Named object pointing entries
· · · ·

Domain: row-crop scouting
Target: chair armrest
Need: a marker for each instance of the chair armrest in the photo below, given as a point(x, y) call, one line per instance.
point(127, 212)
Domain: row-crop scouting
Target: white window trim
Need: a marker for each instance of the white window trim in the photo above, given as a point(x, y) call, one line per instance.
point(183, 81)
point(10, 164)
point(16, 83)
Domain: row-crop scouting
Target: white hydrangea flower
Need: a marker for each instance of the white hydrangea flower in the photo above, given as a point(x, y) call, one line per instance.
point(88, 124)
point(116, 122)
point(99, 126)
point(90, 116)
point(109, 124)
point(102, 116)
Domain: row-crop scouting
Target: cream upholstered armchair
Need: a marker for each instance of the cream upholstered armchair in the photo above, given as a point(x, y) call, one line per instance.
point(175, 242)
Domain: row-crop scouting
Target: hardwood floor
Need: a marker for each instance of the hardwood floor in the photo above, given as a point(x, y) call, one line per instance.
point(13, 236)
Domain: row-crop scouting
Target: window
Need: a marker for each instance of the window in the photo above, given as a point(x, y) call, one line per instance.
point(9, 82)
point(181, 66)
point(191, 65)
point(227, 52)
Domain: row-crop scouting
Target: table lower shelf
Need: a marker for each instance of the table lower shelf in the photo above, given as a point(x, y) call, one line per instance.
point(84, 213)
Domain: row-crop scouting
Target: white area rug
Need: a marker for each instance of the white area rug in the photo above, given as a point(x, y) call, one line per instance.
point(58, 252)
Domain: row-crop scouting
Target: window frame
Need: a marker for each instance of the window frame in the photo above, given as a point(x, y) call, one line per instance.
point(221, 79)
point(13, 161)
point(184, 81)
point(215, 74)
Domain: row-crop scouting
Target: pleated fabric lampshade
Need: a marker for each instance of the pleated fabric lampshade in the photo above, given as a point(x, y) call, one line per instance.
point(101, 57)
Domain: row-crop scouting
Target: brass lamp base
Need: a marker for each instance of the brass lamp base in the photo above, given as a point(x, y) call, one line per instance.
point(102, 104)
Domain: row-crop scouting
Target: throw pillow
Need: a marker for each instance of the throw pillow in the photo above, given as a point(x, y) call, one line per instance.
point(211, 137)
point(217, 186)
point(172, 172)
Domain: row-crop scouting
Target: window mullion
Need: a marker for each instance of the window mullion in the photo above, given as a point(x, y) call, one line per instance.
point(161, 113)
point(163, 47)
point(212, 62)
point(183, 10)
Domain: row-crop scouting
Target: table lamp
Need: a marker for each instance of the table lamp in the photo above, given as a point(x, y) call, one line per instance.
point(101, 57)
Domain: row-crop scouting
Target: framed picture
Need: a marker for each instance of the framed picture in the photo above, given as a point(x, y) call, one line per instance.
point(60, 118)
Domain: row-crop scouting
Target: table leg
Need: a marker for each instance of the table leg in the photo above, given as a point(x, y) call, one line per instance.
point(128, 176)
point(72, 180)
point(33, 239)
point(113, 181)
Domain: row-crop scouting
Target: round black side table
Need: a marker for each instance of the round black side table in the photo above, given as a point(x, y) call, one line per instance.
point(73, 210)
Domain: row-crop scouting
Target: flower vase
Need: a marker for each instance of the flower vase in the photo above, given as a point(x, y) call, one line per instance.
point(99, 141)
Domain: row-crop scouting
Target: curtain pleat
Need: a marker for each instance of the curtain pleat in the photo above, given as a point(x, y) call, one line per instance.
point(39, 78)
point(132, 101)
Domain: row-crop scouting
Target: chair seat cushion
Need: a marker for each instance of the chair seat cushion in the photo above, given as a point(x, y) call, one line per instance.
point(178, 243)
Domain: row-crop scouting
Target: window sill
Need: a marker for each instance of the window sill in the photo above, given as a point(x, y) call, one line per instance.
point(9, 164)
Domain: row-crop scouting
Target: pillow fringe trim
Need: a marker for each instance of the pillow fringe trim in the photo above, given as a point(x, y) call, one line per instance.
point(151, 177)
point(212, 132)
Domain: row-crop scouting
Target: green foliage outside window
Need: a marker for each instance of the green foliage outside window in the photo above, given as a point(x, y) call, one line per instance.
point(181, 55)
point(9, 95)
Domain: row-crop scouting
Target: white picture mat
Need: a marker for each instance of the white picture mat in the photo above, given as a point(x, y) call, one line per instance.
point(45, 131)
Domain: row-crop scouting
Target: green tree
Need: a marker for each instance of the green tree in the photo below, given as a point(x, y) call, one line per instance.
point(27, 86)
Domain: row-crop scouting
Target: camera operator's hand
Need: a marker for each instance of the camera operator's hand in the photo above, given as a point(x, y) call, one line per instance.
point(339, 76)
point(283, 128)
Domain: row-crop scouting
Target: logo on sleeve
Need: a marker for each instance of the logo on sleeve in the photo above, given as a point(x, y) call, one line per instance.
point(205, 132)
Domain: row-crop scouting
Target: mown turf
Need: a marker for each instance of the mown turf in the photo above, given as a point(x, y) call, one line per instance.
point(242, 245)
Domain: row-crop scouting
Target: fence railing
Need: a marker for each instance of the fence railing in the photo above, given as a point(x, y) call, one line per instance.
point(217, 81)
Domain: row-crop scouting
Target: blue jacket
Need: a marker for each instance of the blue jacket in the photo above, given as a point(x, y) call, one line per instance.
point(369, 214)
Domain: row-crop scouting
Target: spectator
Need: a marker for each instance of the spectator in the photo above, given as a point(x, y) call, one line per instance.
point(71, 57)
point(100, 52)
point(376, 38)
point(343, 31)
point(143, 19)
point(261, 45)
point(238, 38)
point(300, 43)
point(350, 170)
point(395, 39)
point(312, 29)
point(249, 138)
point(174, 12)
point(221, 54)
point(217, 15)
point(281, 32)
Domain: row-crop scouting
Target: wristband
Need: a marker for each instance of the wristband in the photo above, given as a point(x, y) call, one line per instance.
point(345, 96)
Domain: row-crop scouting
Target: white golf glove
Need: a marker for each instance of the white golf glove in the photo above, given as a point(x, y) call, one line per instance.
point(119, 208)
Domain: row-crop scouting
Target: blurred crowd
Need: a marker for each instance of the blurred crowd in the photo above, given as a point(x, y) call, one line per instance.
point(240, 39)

· · · ·

EXERCISE PROMPT →
Rewrite all the lines above as a numbered list, omitting any blank lines.

ANSWER TO THIS TASK →
1. Domain: row-crop scouting
2. Target: chair armrest
3. Need: a marker for each instance of the chair armrest in the photo below, given as a point(x, y) call, one line per instance.
4. point(127, 212)
5. Domain: row-crop scouting
6. Target: white window trim
7. Need: a marker for each instance of the white window trim in the photo above, given as a point(x, y) call, one line per instance.
8. point(183, 81)
9. point(10, 164)
10. point(16, 83)
11. Domain: row-crop scouting
12. Target: white hydrangea flower
13. Need: a marker for each instance of the white hydrangea flower in the photo above, given as a point(x, y) call, one line per instance.
14. point(88, 124)
15. point(116, 122)
16. point(99, 126)
17. point(90, 116)
18. point(109, 124)
19. point(102, 116)
20. Domain: row-crop scouting
21. Target: cream upholstered armchair
22. Need: a marker for each instance of the cream upholstered armchair in the photo above, given as a point(x, y) call, one line per instance.
23. point(175, 242)
24. Domain: row-crop scouting
25. Target: hardwood floor
26. Need: a marker for each instance of the hardwood floor in the photo above, given as a point(x, y) call, one line per instance.
27. point(13, 236)
28. Domain: row-crop scouting
29. Target: window
30. Need: a marker for each instance of the window in the photo above, given as a point(x, y) call, one line per instance.
31. point(9, 82)
32. point(181, 66)
33. point(191, 65)
34. point(227, 52)
35. Domain: row-crop scouting
36. Target: table lower shelf
37. Need: a marker for each instance of the table lower shelf in the photo above, given as a point(x, y) call, one line per instance.
38. point(84, 213)
39. Domain: row-crop scouting
40. Target: white area rug
41. Need: a marker for each instance of the white area rug in the photo above, given as a point(x, y) call, one line per instance.
42. point(58, 252)
43. Domain: row-crop scouting
44. Target: window frame
45. Need: a marker for each instance of the window frame in the photo above, given as a point(x, y) call, one line per instance.
46. point(221, 79)
47. point(13, 161)
48. point(184, 81)
49. point(215, 74)
50. Domain: row-crop scouting
51. Target: pleated fabric lampshade
52. Need: a marker for each instance of the pleated fabric lampshade in the photo above, given as a point(x, y) call, one line per instance.
53. point(101, 57)
54. Domain: row-crop scouting
55. Target: brass lamp base
56. Need: a marker for each instance of the brass lamp base in the photo above, given as a point(x, y) call, one line per instance.
57. point(102, 104)
58. Domain: row-crop scouting
59. Target: throw pillow
60. Need: a marker for each instance of the throw pillow in the photo above, given as a point(x, y) call, one line per instance.
61. point(211, 137)
62. point(217, 186)
63. point(172, 172)
64. Domain: row-crop scouting
65. Target: window mullion
66. Need: a marker for each instance of the window mullion in the photo above, given as a point(x, y) call, one line per instance.
67. point(161, 113)
68. point(163, 47)
69. point(212, 62)
70. point(183, 10)
71. Domain: row-crop scouting
72. Target: table lamp
73. Need: a marker for each instance of the table lamp in the photo above, given as a point(x, y) call, one line per instance.
74. point(101, 57)
75. Domain: row-crop scouting
76. Target: framed picture
77. Need: a marker for each instance of the framed picture in the photo above, given as a point(x, y) call, one line per instance.
78. point(60, 118)
79. Domain: row-crop scouting
80. Target: table leg
81. Need: a marker for each instance of the table leg in the photo above, given as a point(x, y) call, one line per instance.
82. point(128, 176)
83. point(72, 180)
84. point(33, 239)
85. point(113, 181)
86. Domain: row-crop scouting
87. Target: round black side table
88. Need: a marker for each instance of the round black side table in the photo above, given as a point(x, y) call, one line per instance.
89. point(73, 210)
90. Domain: row-crop scouting
91. Target: flower vase
92. Need: a marker for each instance of the flower vase in the photo above, given as a point(x, y) call, one line per instance.
93. point(99, 141)
94. Domain: row-crop scouting
95. Target: curtain pleat
96. Need: a marker for each instance of the curtain pleat in the photo above, given as a point(x, y) call, one line per instance.
97. point(39, 78)
98. point(132, 101)
99. Domain: row-crop scouting
100. Target: chair seat cushion
101. Need: a marker for each instance of the chair seat cushion in the photo above, given as a point(x, y) call, one line per instance.
102. point(178, 243)
103. Domain: row-crop scouting
104. Target: window sill
105. Need: a marker for each instance of the window sill in the photo above, given as a point(x, y) call, one line per instance.
106. point(9, 164)
107. Domain: row-crop scouting
108. Target: pillow fringe trim
109. Need: a marker for each instance of the pillow fringe trim in the photo above, given as a point(x, y) call, one line per instance.
110. point(151, 177)
111. point(212, 132)
112. Domain: row-crop scouting
113. Target: green foliage outside window
114. Need: a marker for each instance of the green foliage outside window in the photo above, given as a point(x, y) call, one line per instance.
115. point(181, 55)
116. point(9, 95)
117. Domain: row-crop scouting
118. Target: white picture mat
119. Need: a marker for each instance of the white picture mat in the photo above, given as a point(x, y) call, one line per instance.
120. point(45, 131)
121. Domain: row-crop scouting
122. Target: green tree
123. Need: a marker for each instance of the green tree in the photo below, given as a point(x, y) call, one line per instance.
124. point(27, 86)
125. Domain: row-crop scouting
126. Target: camera operator's hand
127. Need: a marker for each instance of the camera operator's hand in the photo above, given as a point(x, y) call, one line per instance.
128. point(339, 76)
129. point(283, 128)
130. Domain: row-crop scouting
131. Target: logo on sleeve
132. Need: a marker for each instance of the logo on sleeve in the photo above, given as a point(x, y) call, one line per instance.
133. point(205, 132)
134. Domain: row-crop scouting
135. Target: mown turf
136. Need: a marker for each instance of the mown turf in the photo above, given as a point(x, y) call, one line per instance.
137. point(242, 245)
138. Domain: row-crop scouting
139. Target: fence railing
140. Need: a marker for each instance of the fence railing in the photo above, given as a point(x, y) call, one line per instance.
141. point(217, 81)
142. Domain: row-crop scouting
143. Target: blue jacket
144. Need: a marker for each instance of the blue jacket in the photo above, given as a point(x, y) call, one line per instance.
145. point(369, 214)
146. Domain: row-crop scouting
147. Target: spectator
148. Need: a marker for each instance of the spectator in the photo above, given as a point(x, y) call, one line per instance.
149. point(71, 57)
150. point(100, 52)
151. point(376, 38)
152. point(343, 31)
153. point(143, 19)
154. point(261, 45)
155. point(238, 38)
156. point(300, 43)
157. point(350, 170)
158. point(395, 39)
159. point(312, 29)
160. point(249, 138)
161. point(174, 12)
162. point(221, 54)
163. point(217, 15)
164. point(281, 32)
165. Domain: row-crop scouting
166. Target: wristband
167. Need: a marker for each instance of the wristband in the photo above, given as a point(x, y) call, one line per instance.
168. point(345, 96)
169. Domain: row-crop scouting
170. Target: white golf glove
171. Need: a marker for each instance of the white golf glove in the photo above, given as a point(x, y) call, one line per instance.
172. point(119, 208)
173. Domain: row-crop scouting
174. Target: blurred crowd
175. Need: a marker for each instance of the blurred crowd in the photo above, given as a point(x, y) call, one line per instance.
176. point(240, 39)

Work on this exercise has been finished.